* TASK:
In the tramadol withdrawal text, rewrite the paragraph that begins "Major physical symptoms occur first" as a short bulleted list that keeps its main facts.

Atypical Presentations of Withdrawal
Tramadol is different from other opioids like oxycodone because it works by two different pathways. As well as exciting the opioid receptors, it also affects serotonin and norepinephrine. Because of this, withdrawal symptoms can be different altogether.
Atypical symptoms of tramadol withdrawal may include:
- Depression and suicidal thoughts
- Panic and paranoia
- Extreme anxiety
- Numbness or nerve pain
- Depersonalization (the feeling of being detached from one’s body or mental processes)
How Long Does Tramadol Withdrawal Last?
Everyone experiences tramadol withdrawals differently, but there are some factors we know for certain affect how long withdrawal may last. If you take tramadol as prescribed, for example, withdrawal symptoms will last for less time than if you take much more, or take it via an alternative method (e.g., smoking or injecting). Withdrawal timelines can also change based on general health, age, other substances you may take regularly, and even family history.
Typically, withdrawal symptoms will begin to appear within twelve hours of ceasing the medication. For someone who has been taking tramadol for months, or abusing the amount they use, withdrawal can take longer than two weeks to fully subside.
Major physical symptoms occur first, and it is the first three days that can be the most painful, both physically and emotionally. However, cravings may continue for many days after, as can confusion and anxiety. Physical symptoms rarely persist after two weeks, but feelings of depression and anxiety may continue for months.
In some cases, tramadol abuse may cause long-term mental illness for years after ceasing the medication. In these cases, signs of mental illness are not caused by withdrawal, but the dependency associated with addiction.
Does Experiencing Withdrawal Mean I’ve Been Addicted?
Withdrawals can happen to anyone who has a prolonged use of a medication, even when they are not abusing it. However, severe withdrawal symptoms (like those discussed in Late-Stage Withdrawal) generally occur only in patients who have been on the medication at higher than prescribed levels, and for the long term.
How Can I Be Treated for Tramadol Withdrawal?
Mild tramadol withdrawal often subsides within days (at the longest) and is best treated with rest and lots of water.

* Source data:
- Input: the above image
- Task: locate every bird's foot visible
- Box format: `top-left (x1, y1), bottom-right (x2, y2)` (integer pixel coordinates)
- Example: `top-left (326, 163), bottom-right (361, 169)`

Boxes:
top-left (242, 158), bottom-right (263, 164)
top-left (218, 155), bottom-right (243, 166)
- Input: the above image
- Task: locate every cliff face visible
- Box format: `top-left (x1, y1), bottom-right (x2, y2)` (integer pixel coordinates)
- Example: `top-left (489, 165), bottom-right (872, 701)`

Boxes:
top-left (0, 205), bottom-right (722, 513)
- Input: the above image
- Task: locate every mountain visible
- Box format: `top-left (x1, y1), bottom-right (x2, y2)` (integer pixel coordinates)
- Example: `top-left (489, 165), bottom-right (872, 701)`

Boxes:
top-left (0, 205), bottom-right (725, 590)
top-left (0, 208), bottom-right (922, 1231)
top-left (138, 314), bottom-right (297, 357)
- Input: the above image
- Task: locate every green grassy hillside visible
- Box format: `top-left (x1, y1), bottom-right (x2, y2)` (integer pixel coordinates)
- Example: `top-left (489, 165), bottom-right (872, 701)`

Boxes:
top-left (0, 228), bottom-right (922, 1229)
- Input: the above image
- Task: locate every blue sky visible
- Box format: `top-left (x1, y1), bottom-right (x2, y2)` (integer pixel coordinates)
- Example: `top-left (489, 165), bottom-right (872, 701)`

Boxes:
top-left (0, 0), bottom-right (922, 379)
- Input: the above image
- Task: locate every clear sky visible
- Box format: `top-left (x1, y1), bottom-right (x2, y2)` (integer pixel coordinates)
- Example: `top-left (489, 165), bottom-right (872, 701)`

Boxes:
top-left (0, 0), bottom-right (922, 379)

* RESULT OF THIS TASK:
- Major physical symptoms come first.
- The first three days can be the most painful, physically and emotionally.
- Cravings, confusion and anxiety may continue for many days after that.
- Physical symptoms rarely last beyond two weeks.
- Depression and anxiety may persist for months.